"Stress" X-rays

A foot-and-ankle orthopedist told me I need to get a stress x-ray of my ankle.

I arrived at the specialty lab which does radiology - nuclear medicine (MRI, Bone Scan, etc.) and the whole works.

The guy who did my “stress x-ray” told me he asked two other technicians and he guesses they don’t do this kind of thing often. He definitely made it up as he went along, and I even suggested a few different views to him which he accepted.

He also pronounced oblique with the ike sound from “bike” … I understand that’s an alternative pronunciation for the word, but it’s still weird.

Also, although my primary care physician has an x-ray lab in their facilities, they do not take stress x-rays there. Not sure why, because all this guy had me do was stand so that my ankle was torqued one way or another.

Anyone ever heard of these things?

I had one of these done for my knees about 27 years ago after an incident with a skateboard. It involved having my thighs strapped together and x-rays taken while the doctor pulled my feet apart. My left knee bent out at a 15° angle. The pain was extremely extreme - I literally saw stars and explosions. Not only did the sadistic SOB pull my legs apart, he held them that way for a subjective year or two while they took the x-rays. I’m happy for you that your experience was not as painful.

We regularly take “stress” views of various joints–usually the knee. They’re generally used to view the instability of a ligament or maybe an avulsion fracture in an ankle (not too uncommon, unfortunately).

Of course, the body part that needs stressing is usually hurting, so oftentimes we make the doctor that ordered it do the holding.

Sometimes they can be a bit ad libbed depending on what/where the injury is.
If the tech just receives an order that says “Stress views right ankle” and the doctor that ordered it isn’t available, well, we just do what we can based on what the patient tells us.

Me…I’d just take one or two standard (non-stressed) views first to see what I’m dealing with before moving forward.

Rhubarb - that sounds very un-fun.

10 years ago, I had an avulsion fracture. The anterior talofibular ligament was destroyed (grade 3 sprain, fully ruptured, now missing), causing avulsion on both the lateral and medial malleolus. All of this was known before the x-rays.

I’ve never had an x-ray where the technician (and, if other people are around, all other people) don’t leave the room to get behind a radiation shield. This technician was very hands-off, and would just vaguely describe what he wants me to do. Then he’ll say “Perfect, hold that” and rush off to press the x-ray button.

This is a specialty imaging place. Referring doctors are never in this building.

Exactly what he did: He had me take one ob-like view (his pronunciation of oblique), and one slight-angle view, then four “stressed” views. I wanted to get another 4 or 6 stress views and angles, but the technician seemed to think we were done after 3. I suggested one more and he took it.

I’m guessing the doctor is going to look for bone placement and guess what is going on based on that? As far as I can tell from the MRI report I got a few months ago, this is mostly soft-tissue, which doesn’t show up on x-rays. So, he must be looking for something by inference?

Yes. By looking at how far apart the bones move when stressed you can tell if a ligament or tendon is not doing it’s job in holding the bones where they should be.

## Task brief
In the stress X-ray discussion, at what angle did the left knee bend out during the knee stress X-ray taken after the skateboard incident? Rely only on the stress X-ray discussion for what follows.

## Material provided
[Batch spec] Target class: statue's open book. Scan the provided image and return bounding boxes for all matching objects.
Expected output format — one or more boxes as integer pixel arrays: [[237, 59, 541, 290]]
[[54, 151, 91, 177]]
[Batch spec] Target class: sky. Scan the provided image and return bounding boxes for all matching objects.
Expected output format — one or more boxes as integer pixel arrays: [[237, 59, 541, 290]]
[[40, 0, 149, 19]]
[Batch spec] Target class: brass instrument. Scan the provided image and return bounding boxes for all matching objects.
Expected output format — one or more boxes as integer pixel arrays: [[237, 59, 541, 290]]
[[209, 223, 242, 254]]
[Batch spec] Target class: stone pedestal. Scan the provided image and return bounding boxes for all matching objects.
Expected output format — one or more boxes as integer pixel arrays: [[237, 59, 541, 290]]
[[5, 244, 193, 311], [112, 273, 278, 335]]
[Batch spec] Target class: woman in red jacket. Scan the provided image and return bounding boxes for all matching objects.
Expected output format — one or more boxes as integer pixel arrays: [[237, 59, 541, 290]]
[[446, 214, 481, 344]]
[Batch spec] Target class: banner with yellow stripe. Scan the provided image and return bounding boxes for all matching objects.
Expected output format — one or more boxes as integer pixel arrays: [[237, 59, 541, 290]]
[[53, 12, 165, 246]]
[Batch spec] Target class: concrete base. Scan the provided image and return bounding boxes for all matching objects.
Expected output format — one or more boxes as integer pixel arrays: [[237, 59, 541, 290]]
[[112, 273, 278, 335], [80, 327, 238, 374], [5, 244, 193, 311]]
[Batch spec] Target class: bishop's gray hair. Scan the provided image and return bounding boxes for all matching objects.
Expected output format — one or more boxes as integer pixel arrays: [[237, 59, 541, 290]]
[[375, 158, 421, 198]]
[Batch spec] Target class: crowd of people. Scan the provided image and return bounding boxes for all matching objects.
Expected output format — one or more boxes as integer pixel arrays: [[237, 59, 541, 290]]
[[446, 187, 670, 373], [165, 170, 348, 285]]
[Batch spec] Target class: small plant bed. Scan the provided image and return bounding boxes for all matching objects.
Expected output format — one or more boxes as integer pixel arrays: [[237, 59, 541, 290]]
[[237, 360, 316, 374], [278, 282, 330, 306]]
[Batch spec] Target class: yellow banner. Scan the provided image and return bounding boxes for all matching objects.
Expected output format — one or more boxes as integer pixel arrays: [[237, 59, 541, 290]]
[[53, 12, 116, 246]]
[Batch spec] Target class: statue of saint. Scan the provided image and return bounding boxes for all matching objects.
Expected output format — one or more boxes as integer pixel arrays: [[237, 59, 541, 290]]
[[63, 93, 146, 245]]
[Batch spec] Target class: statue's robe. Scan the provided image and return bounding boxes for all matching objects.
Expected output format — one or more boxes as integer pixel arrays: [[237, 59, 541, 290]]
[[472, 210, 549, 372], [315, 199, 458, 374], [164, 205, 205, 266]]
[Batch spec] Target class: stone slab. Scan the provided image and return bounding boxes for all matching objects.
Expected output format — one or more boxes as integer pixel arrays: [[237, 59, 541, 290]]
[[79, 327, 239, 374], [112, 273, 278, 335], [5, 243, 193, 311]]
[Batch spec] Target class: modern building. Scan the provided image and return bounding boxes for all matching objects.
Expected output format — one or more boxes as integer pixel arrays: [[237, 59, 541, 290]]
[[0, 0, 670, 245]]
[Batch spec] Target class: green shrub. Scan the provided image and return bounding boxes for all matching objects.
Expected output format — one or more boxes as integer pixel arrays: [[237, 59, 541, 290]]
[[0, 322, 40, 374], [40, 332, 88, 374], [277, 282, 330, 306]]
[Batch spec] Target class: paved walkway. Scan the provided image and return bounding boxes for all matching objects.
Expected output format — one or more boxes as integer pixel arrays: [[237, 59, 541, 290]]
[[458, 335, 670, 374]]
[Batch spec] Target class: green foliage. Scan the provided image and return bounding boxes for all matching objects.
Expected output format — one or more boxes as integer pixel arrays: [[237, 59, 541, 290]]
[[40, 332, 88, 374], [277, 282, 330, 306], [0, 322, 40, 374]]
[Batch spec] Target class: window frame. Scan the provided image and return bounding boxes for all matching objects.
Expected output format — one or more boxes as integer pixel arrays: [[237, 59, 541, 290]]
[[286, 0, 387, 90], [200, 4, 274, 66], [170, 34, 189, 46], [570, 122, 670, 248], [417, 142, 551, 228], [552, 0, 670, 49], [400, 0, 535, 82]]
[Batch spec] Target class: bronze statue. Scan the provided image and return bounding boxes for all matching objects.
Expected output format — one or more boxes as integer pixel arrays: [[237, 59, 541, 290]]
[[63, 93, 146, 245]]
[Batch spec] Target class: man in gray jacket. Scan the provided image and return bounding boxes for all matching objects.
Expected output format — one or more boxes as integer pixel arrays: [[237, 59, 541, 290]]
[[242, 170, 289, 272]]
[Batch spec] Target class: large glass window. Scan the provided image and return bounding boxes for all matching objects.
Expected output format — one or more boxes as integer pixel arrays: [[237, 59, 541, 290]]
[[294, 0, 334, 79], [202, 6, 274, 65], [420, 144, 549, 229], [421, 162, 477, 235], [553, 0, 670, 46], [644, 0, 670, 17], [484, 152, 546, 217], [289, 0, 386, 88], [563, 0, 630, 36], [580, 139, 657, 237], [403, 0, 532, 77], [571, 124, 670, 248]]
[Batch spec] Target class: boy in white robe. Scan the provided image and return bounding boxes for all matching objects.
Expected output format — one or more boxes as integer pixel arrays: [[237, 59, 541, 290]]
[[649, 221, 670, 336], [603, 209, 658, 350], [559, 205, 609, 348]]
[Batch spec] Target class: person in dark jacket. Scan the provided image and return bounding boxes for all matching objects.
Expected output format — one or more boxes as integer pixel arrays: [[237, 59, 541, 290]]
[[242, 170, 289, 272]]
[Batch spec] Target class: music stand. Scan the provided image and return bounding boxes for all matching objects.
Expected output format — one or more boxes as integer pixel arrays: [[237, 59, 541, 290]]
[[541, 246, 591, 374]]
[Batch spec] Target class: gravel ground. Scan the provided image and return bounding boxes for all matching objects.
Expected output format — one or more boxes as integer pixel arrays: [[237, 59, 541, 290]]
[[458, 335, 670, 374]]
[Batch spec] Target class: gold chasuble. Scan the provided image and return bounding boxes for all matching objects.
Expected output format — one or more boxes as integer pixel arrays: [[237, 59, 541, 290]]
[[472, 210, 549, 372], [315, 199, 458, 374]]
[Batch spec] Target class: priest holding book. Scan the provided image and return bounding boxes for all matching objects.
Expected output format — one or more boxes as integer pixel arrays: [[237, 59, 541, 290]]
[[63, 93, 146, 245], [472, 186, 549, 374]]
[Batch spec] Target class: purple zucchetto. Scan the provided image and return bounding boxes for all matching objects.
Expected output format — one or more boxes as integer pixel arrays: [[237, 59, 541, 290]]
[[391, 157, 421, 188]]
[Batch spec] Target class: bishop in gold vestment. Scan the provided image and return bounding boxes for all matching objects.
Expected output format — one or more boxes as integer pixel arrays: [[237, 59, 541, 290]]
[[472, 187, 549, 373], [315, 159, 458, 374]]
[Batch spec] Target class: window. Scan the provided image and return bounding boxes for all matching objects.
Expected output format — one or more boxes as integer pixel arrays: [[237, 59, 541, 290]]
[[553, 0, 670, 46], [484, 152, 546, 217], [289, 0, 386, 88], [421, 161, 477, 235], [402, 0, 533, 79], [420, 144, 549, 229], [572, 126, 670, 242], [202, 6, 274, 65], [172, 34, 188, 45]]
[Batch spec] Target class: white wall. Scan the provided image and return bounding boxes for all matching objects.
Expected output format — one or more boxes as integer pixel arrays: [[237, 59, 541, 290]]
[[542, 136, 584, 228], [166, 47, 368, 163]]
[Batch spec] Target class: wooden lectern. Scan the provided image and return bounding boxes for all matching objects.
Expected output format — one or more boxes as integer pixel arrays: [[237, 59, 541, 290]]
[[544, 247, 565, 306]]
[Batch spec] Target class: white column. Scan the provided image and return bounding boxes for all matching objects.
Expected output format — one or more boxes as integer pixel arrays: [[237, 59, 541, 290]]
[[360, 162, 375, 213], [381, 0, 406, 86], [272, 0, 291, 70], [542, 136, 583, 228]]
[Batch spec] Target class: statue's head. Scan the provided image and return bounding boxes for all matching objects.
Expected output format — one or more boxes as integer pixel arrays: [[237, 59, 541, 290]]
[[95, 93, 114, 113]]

## Output for this task
15°